▶ **EXCERPTED TEXT**
# for the guys with ccw's



## glock23 (Aug 3, 2011)

my buddy was saying that Indiana excepted our ccw so we can carry their now. the point is if that is true. my dad said he read some where that brookville you can not carry guns on the lake? just wondering if you can I do have my ccw and if you cant carry on the lake that kinda sucks when i go night fishing. if you guys got any websites or anything on it that would help or if you know more about that please give me your input. thanks.


----------



## viper1 (Apr 13, 2004)

Well all arm corp lakes like berlin and mosquito you cant on water or in parks. State you can. So its always good to ask or check.

Sent from my DROIDX using Tapatalk


----------



## rustyhooks (Aug 17, 2008)

http://www.buckeyefirearms.org/ohio-ccw-reciprocity-map


----------



## glock23 (Aug 3, 2011)

thanks for the website


----------



## Dan44149 (Apr 12, 2011)

Hopefully, the new National Right to Carry Act will carry through and clear some of the madness up... not intended to be a political statement mods... just passing laws along.


----------



## lonewolf (Mar 4, 2010)

www.Handgunlaw.us is a great palce for information.


----------



## Bowhunter57 (Feb 9, 2011)

Glock23,
If there's a particular area, business or other institution that does not allow what the state allows, it must be posted on their property/business to be legal.

An example of that would be, Ohio has a state wide limit of 5 for largemouth bass with no minimum length. However, on Killdeer Plains' wildlife area there's a pond that has a sign posted at the entrance that states there's an 18" minimum for largemouth bass.

Any state can impose a more stringent law than the state requires, but they can not allow less than what the state law allows.

It would be well worth a phone call to ask about this, before going. Even so, if there's no official sign or official state posting, it's not legal for a GW or Park Ranger to say that it isn't allowed. It must be legally posted.

Bowhunter57


----------



## FISNFOOL (May 12, 2009)

I contacted the head of Ohio state parks law enforcement about the conflict about concealed carry with State parks leasing land from the army Corps of Engineers, since the Corps does not recognize concealed carry. Below is his reply. I would suggest printing it and keeping a copy on your boat, with your camping gear, and vehicle.

▶ **TASK REQUIREMENTS**
Could you carry on the concealed-carry thread above from the point where it stops?

▶ **COLLECTED MATERIAL**
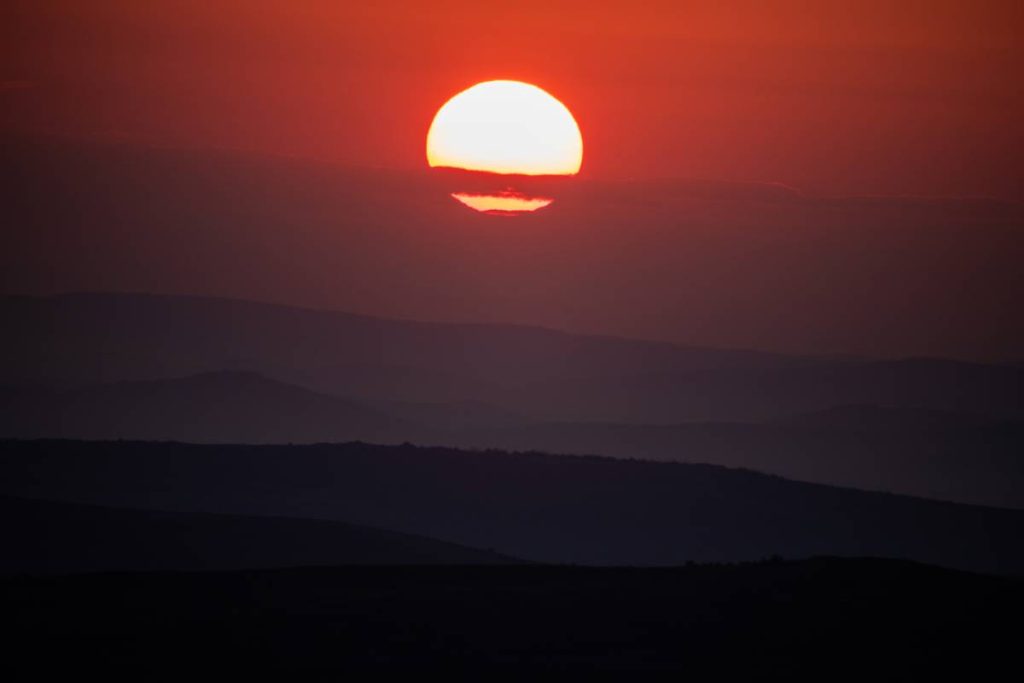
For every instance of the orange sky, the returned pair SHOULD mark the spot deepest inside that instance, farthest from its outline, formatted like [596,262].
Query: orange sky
[848,98]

▶ **SOLVED PROBLEM**
John,

Concealed carry with a valid permit is legal on Ohio State Parks. When I first became aware of the issue you address, I discussed it with the Corp Chief of Law Enforcement in Washington D.C.. On parks such as Mosquito Lake in which the Division of Parks and Recreation leases land from the US Army Corp of Engineers, carrying concealed is technically a violation of federal law. The Chief agreed that it would be impossible for us to inform and educate the public on the difference between state park lands owned by the state and state parks in which the lands leased from the Corp and administered as a state park. As such, the Corp takes no enforcement action in regards to concealed carry on Corp lands which our being administered as a state park. However, they may take action of Corp lands that are not administered as a state park so it is important to truly know where you are. I understand this is a confusing issue but I hope this helps.



Mark J. Maxwell

Law Enforcement Administrator

Division of Natural Areas and Preserves

Division of Parks and Recreation

2045 Morse Road, Building C-3

Columbus, Ohio 43229

614-265-6903

614-265-7202, Fax

[email protected]


----------



## Net (Apr 10, 2004)

Good info, John. Thanks!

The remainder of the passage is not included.